━━━━━ DATA SHOWN ━━━━━

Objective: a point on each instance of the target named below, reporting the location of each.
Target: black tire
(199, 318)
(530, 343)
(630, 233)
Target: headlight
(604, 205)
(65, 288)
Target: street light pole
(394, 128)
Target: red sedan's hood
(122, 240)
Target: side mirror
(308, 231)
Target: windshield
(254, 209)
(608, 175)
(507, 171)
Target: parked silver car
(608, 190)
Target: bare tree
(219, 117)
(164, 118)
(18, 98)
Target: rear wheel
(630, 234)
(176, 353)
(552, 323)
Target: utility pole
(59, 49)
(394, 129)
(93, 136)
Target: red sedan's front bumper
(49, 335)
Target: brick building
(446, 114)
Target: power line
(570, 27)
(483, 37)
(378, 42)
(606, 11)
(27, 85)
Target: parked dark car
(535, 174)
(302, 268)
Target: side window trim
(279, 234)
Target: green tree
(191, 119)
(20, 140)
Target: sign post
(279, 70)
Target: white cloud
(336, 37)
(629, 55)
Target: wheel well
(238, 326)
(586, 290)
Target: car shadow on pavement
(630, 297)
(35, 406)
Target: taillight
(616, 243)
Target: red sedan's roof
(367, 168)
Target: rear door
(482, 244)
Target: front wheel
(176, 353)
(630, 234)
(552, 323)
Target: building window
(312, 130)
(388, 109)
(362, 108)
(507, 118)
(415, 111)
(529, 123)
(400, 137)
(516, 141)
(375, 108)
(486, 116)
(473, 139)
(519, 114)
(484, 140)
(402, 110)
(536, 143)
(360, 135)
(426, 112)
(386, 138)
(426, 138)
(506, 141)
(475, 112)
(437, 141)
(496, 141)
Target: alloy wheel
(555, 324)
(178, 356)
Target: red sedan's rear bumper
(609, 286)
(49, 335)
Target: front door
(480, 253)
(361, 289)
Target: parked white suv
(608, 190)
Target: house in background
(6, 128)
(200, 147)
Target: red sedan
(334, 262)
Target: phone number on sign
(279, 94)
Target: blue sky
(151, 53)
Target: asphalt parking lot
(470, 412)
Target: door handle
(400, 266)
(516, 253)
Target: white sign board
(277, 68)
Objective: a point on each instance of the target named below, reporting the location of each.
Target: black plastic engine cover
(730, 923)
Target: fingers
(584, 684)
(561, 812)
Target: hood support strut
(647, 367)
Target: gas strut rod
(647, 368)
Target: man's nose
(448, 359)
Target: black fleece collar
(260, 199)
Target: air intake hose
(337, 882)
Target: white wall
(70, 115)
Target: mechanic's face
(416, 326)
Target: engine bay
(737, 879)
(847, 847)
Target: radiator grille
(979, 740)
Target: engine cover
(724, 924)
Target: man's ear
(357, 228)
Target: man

━━━━━

**TASK INSTRUCTIONS**
Transcribe exactly, starting at the line with "Target: fingers" and continuing through the last line of the data above; leave out all earlier lines.

**OUTPUT OF THE TASK**
Target: fingers
(584, 684)
(561, 812)
Target: hood support strut
(647, 367)
Target: gas strut rod
(647, 368)
Target: man's nose
(448, 359)
Target: black fleece collar
(260, 199)
Target: air intake hose
(337, 882)
Target: white wall
(70, 115)
Target: mechanic's face
(416, 326)
Target: engine bay
(737, 879)
(847, 847)
Target: radiator grille
(979, 740)
Target: engine cover
(724, 924)
Target: man's ear
(357, 228)
Target: man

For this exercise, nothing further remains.